TEXT BLOCK:
Note 2. Lines of Credit
As discussed in Simpson's 1997 Annual Report on From 10-K, the Company
maintains credit lines that allow for borrowings of up to $25 million
under a five-year agreement and up to $25 million under a 364-day
agreement. At March 31, 1998 borrowings outstanding under these
agreements were $15 million and $10 million respectively.
The borrowings under the 364-day revolver are classified as short-term.
The borrowings under the five-year agreement are classified as long-term
based on management's intent and ability to maintain this level of
borrowing for a period in excess of one year.
ITEM 2: MANAGEMENT'S DISCUSSION AND ANALYSIS OF FINANCIAL CONDITION
AND RESULTS OF OPERATIONS
Net sales for the first quarter increased 18.6%, or $19.7 million, over
the first quarter of 1997. The inclusion of the acquisition of the
vibration attenuation business ("VA Business")of Holset Engineering,
Limited, effective June 27, 1997, from Cummins Engine Co., Inc.
contributed $15.9 million to the increase with the remainder coming from
strong sales to diesel engine customers.
Cost of products sold as a percent of sales for the first quarter of
1998 compared to the first quarter of 1997 decreased slightly to 89.1%
from 89.8%. This decrease is due to volume leveraging from the
increased sales.
Administrative and selling costs decreased to 2.4% from 2.9% of sales
for the first three months of 1998, compared to the same period of 1997.
Interest expense increased $1.2 million for the 1998 three-month period
ending March 31, 1998 over the same 1997 period. This increase was due
to the additional debt incurred to fund the VA Business acquisition.
As discussed in Simpson's 1997 Annual Report on Form 10-K, the Company
maintains credit lines that allow for borrowings of up to $25 million
under a five-year agreement and up to $25 million under a 364-day
agreement. Since December 31, 1997, $10 million has been borrowed under
the 364-day agreement. At March 31, 1998, borrowings outstanding were
$15 million and $10 million under the five-year agreement and the
364-day agreement, respectively.
Cash flow from operations was $2.8 million and $.9 million for the first
three months of 1998 and 1997, respectively. Net cash used in investing
activities was $4.3 million and $6.6 million for the three months ending
March 31, 1998 and 1997, respectively. These expenditures represent the
Company's investment in production capacity for new automotive, light
truck and diesel engine programs.
Net cash used in investing activities and dividends paid during the
three months ended March 31, 1998, exceeded cash flows from operations.

DATASET EXCERPT:
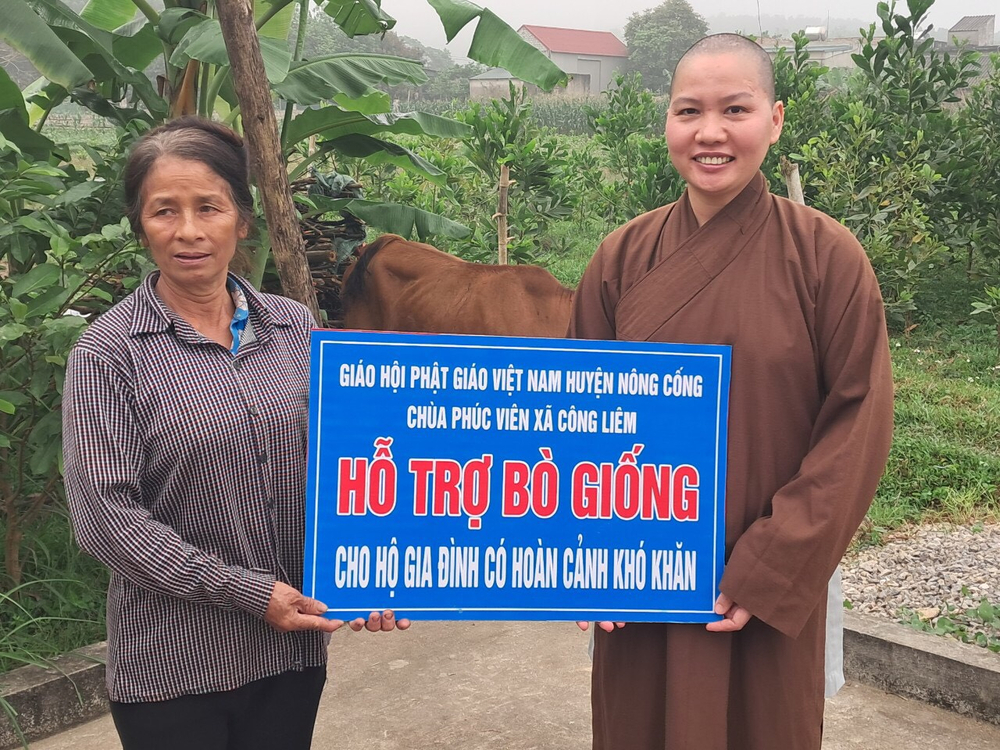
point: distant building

TO BE DONE:
a: In the Simpson financial report excerpt, by how much did first-quarter net sales increase over the first quarter of 1997?
b: Write the passage that follows the final sentence of the Simpson financial report excerpt.

OUTPUTS IN ORDER:
a: Net sales increased 18.6%, or $19.7 million.

b:
These items, combined with the net proceeds from borrowings, discussed
above, resulted in an increase of $7.4 million in cash and cash
equivalents. The Company believes that cash flows from operations and
available credit facilities will be sufficient to meet its debt service
requirements, projected capital expenditures and working capital
requirements.
On April 1, 1998, the Company acquired 100% of the outstanding shares of
Stahl International, Inc., which has annual sales of approximately $4.1
million. The purchase price of approximately $3.7 million was financed
by issuing 206,893 shares of the Company's common stock and
approximately $1 million in cash. The acquisition will be accounted for
as a purchase. Accordingly, the purchase price will be allocated to the
underlying assets and liabilities at the date of the acquisition. The
estimated value of assets acquired and the liabilities assumed was
$2.3 million and $1.8 million, respectively.
Certain statements in this report may be "forward-looking statements"
under the Securities Exchange Act of 1934. Statements regarding future
operating performance, new programs expected to be launched and other
future prospects and developments are based on current expectations and
involve certain risks and uncertainties that could cause the actual
results and developments to differ materially from the forward-looking
statements. Potential risks and uncertainties include such factors as
demand for the Company's products, pricing and other actions taken by
competitors, and general economic conditions affecting the markets
served by the Company.
The Company has adopted Statement of Financial Accounting Standards
SFAS) No. 130 "Reporting Comprehensive Income" effective January 1,
1998, which establishes standards for reporting and displaying
comprehensive income and its components in a full set of general-purpose
financial statements and a total for comprehensive income in condensed
consolidated financial statements.
Effective January 1, 1998, the Company also adopted SFAS No. 131
"Disclosures about Segments of and Enterprise and Related Information,"
which requires reporting of certain information about operating segments
in complete sets of financial statements. Disclosures required by this
statement will be incorporated into the 1998 financial statements.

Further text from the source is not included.